## Your goal:
Below is some material; transcribe all of it exactly.

-- START OF Task inputs --

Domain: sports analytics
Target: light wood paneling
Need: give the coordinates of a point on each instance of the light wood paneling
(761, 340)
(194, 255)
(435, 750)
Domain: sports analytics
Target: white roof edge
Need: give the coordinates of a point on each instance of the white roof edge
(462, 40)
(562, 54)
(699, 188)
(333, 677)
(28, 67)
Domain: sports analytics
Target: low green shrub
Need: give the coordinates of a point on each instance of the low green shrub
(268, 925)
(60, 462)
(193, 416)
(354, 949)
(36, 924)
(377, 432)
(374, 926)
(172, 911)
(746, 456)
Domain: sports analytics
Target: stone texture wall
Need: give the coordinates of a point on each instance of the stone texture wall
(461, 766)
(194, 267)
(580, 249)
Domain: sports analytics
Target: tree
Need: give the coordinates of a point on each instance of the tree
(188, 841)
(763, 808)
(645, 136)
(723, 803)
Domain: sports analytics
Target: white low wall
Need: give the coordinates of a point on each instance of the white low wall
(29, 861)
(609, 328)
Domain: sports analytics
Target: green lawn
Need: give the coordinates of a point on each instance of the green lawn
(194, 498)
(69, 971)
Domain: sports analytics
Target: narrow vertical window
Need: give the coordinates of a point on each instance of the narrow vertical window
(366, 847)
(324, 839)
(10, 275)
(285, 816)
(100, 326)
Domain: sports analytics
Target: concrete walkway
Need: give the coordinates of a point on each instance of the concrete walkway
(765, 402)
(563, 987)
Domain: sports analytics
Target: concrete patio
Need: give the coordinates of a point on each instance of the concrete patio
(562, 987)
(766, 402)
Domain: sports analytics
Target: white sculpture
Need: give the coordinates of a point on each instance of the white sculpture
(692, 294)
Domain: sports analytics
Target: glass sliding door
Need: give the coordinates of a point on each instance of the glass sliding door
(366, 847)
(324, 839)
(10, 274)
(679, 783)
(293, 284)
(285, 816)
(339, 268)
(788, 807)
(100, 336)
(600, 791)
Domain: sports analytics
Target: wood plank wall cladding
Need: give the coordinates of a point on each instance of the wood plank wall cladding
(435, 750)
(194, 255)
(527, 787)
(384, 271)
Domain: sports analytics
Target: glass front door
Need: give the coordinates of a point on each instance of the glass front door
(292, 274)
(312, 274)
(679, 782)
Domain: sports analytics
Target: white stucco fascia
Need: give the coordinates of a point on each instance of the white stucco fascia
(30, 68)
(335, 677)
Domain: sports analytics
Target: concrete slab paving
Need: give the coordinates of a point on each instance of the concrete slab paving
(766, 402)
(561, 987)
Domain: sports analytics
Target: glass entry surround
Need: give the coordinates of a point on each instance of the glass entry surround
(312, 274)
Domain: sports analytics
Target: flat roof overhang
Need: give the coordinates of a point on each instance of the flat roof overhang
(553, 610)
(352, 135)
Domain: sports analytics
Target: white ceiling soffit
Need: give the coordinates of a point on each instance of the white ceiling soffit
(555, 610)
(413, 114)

-- END OF Task inputs --

## Exercise response:
Domain: sports analytics
Target: light wood paneling
Need: give the coordinates of a point on each instance of the light wood paneling
(761, 340)
(194, 255)
(435, 750)
Domain: sports analytics
Target: white roof edge
Need: give the coordinates of a point on each instance of the white roof edge
(462, 40)
(562, 54)
(699, 188)
(333, 677)
(28, 67)
Domain: sports analytics
Target: low green shrub
Need: give the coordinates of a point on each instance of the low green shrub
(268, 925)
(60, 462)
(193, 416)
(354, 949)
(36, 924)
(377, 432)
(374, 926)
(172, 911)
(746, 456)
Domain: sports analytics
Target: stone texture wall
Need: give the coordinates of a point on each instance of the stone texture wall
(461, 766)
(194, 267)
(580, 249)
Domain: sports analytics
Target: tree
Need: give the coordinates of a point on each instance of the tree
(188, 841)
(763, 808)
(645, 136)
(723, 803)
Domain: sports analytics
Target: white low wall
Need: give the coordinates of a point on each instance of the white low wall
(29, 861)
(609, 328)
Domain: sports analytics
Target: green lawn
Need: give the coordinates of a point on each instance of the green lawn
(194, 498)
(69, 971)
Domain: sports analytics
Target: narrow vertical window
Need: give the coordinates of a point on each instance of the narrow vertical window
(366, 847)
(324, 839)
(10, 275)
(285, 816)
(100, 326)
Domain: sports analytics
Target: concrete walkway
Need: give the coordinates of a point on each instance of the concrete walkway
(765, 402)
(563, 987)
Domain: sports analytics
Target: concrete patio
Need: give the coordinates of a point on each instance of the concrete patio
(562, 987)
(766, 402)
Domain: sports analytics
Target: white sculpture
Need: give the coordinates of a point on each instance of the white sculpture
(692, 294)
Domain: sports analytics
Target: glass sliding door
Need: give the coordinates of a point on each instance of the glass sliding door
(366, 847)
(324, 839)
(10, 274)
(679, 783)
(293, 284)
(285, 816)
(339, 268)
(788, 807)
(100, 336)
(600, 791)
Domain: sports analytics
Target: wood plank wall cladding
Need: give the coordinates of a point on each instance of the wood plank wall cladding
(435, 750)
(194, 255)
(527, 787)
(384, 271)
Domain: sports analytics
Target: glass front door
Need: give the coordinates of a point on each instance of the glass front door
(292, 274)
(312, 274)
(679, 782)
Domain: sports analytics
Target: white stucco fascia
Need: give the coordinates of a point on each instance of the white stucco fascia
(30, 68)
(335, 677)
Domain: sports analytics
Target: concrete slab paving
Need: give the coordinates of a point on each instance of the concrete slab paving
(766, 402)
(561, 987)
Domain: sports analytics
Target: glass entry surround
Need: give the coordinates of a point on each instance of the glass entry surround
(312, 274)
Domain: sports analytics
Target: flat roof overhang
Need: give the coordinates of a point on each instance of the flat roof overhang
(553, 610)
(352, 135)
Domain: sports analytics
Target: white ceiling soffit
Need: give the coordinates of a point on each instance of the white ceiling soffit
(555, 610)
(413, 114)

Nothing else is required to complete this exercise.